Collected data
☆ ☆ ☆ ☆ ☆ ☆ ☆

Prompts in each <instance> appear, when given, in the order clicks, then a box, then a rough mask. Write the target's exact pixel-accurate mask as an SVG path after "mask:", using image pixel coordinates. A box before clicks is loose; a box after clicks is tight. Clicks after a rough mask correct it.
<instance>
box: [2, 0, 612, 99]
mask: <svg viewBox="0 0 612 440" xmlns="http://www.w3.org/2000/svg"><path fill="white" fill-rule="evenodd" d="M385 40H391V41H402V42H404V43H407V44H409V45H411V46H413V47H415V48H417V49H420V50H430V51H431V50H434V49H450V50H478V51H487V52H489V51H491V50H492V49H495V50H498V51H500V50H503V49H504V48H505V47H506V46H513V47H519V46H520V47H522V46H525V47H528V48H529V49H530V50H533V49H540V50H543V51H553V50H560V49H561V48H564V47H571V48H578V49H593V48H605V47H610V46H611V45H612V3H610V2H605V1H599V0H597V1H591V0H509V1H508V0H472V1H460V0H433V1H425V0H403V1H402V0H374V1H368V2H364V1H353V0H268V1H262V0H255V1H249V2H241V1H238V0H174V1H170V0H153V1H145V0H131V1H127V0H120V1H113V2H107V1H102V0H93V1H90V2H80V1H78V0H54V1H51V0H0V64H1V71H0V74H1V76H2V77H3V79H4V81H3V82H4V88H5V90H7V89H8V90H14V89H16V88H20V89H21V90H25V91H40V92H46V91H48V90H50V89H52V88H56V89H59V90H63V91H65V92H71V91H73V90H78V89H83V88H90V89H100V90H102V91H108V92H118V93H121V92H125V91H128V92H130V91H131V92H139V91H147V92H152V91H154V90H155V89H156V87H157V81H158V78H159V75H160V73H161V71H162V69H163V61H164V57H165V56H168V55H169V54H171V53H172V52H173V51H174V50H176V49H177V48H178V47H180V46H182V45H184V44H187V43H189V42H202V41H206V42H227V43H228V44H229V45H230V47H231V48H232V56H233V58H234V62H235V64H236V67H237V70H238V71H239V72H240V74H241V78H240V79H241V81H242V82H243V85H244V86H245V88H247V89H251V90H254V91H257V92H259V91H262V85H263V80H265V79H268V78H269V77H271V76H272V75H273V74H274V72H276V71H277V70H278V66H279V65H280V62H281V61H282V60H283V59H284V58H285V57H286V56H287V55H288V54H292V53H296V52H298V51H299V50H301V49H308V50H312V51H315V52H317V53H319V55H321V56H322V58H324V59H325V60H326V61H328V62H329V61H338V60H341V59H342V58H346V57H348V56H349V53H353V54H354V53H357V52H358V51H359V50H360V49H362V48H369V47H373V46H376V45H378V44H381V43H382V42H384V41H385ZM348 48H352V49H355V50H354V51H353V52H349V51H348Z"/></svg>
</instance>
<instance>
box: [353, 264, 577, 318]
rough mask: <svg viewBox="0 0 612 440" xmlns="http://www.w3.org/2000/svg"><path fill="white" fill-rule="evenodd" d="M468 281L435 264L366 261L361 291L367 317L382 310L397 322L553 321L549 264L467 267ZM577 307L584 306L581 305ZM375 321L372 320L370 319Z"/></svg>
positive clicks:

☆ ☆ ☆ ☆ ☆ ☆ ☆

• _HOW TO COMPLETE THIS TASK_:
Print the line containing "box: [353, 264, 577, 318]" and every line after it to the end of the records above, exactly as written, and nothing else.

• _TASK RESULT_:
box: [353, 264, 577, 318]
rough mask: <svg viewBox="0 0 612 440" xmlns="http://www.w3.org/2000/svg"><path fill="white" fill-rule="evenodd" d="M468 281L435 264L366 261L361 291L367 317L382 310L397 322L553 321L549 264L467 267ZM577 307L584 306L581 305ZM375 321L372 320L370 319Z"/></svg>
positive clicks:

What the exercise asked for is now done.